Collected data entries:
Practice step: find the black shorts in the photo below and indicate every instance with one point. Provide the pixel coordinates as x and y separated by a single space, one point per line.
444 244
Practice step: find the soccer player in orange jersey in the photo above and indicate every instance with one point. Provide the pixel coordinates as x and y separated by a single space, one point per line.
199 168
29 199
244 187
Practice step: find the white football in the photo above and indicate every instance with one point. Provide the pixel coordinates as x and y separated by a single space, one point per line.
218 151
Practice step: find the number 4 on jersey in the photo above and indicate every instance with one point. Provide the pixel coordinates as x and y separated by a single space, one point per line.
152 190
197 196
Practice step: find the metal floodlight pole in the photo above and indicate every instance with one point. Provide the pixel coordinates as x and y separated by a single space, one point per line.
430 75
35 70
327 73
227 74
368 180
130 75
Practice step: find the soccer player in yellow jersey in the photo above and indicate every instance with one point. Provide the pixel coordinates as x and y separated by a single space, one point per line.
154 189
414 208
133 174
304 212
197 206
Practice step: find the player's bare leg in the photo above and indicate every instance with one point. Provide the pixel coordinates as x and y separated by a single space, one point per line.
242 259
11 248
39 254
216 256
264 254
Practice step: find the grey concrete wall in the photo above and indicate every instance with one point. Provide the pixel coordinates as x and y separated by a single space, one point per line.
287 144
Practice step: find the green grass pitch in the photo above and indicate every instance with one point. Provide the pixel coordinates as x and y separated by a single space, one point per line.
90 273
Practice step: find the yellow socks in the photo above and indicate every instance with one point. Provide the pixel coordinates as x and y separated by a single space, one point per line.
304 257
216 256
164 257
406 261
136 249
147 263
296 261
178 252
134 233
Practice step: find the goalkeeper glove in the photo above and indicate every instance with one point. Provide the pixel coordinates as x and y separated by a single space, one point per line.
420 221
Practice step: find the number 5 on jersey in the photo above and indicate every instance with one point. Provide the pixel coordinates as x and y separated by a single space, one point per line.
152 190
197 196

- Task to carry out -
Each line of the data is to be restated exactly.

- Exercise answer -
Practice step: find the black shorts in the photo below and indicate every instance with one point. Provide the pixel coordinates as x and y separated by a single space, one point per line.
444 244
Practice step: find the soccer player in orange jersey in the photo above and indicate every instance with one point. Provide the pixel coordinates as x and y separated by a single space, one point per line.
199 168
29 199
244 187
Practice step: find the white football in the photo above and indicate every instance with one point. Provide the pixel coordinates as x and y separated by a single space, one point per line.
218 151
Practice step: find the number 4 on jersey in the photo above and indicate every instance with one point. Provide the pixel coordinates as x and y separated by a single space, one point per line.
152 190
197 196
Practice step: find the metal floodlight pole in the photo above and indicate every instance with one point. Provide the pixel coordinates as x and y separated by a single space, one point per line.
430 75
35 70
327 73
227 74
368 180
130 75
Practice step: find the soccer player in yellow jersey in the photo above and indicate every instance with one point. Provide the pixel coordinates as x and y separated by a single space, one point per line.
154 189
414 208
133 174
304 212
197 206
Practice step: find the player's bare leg in the photo above and indicate every instance with one point. Provide the pixel coordinates as x and y separated by a single space, one point per line.
242 259
11 248
39 254
216 256
264 254
Practice step: find the grey concrete wall in the photo above and indicate every instance with one point. Provide the pixel coordinates as x and y separated by a single space, one point per line.
287 144
Practice step: find the green grass pitch in the photo above and indicate every instance with one point. Provide the pixel coordinates as x and y separated by a single space, one point per line.
90 273
Practice step: find the yellow socks in the photo above and indicate every instance with one point. Provide the pixel coordinates as x and y separated by a single space, one point per line.
304 257
216 256
164 257
406 261
136 249
147 263
296 261
178 252
134 233
Practice step: find the goalkeeper glove in the photo above and indicate every instance with one point. Provide the pixel coordinates as x and y separated by a single space, one point per line.
420 221
Practice step: find the number 5 on jersey in the photo above and indicate every instance with one point. Provide the pixel coordinates as x and y separated by a single space, one point per line.
152 190
197 196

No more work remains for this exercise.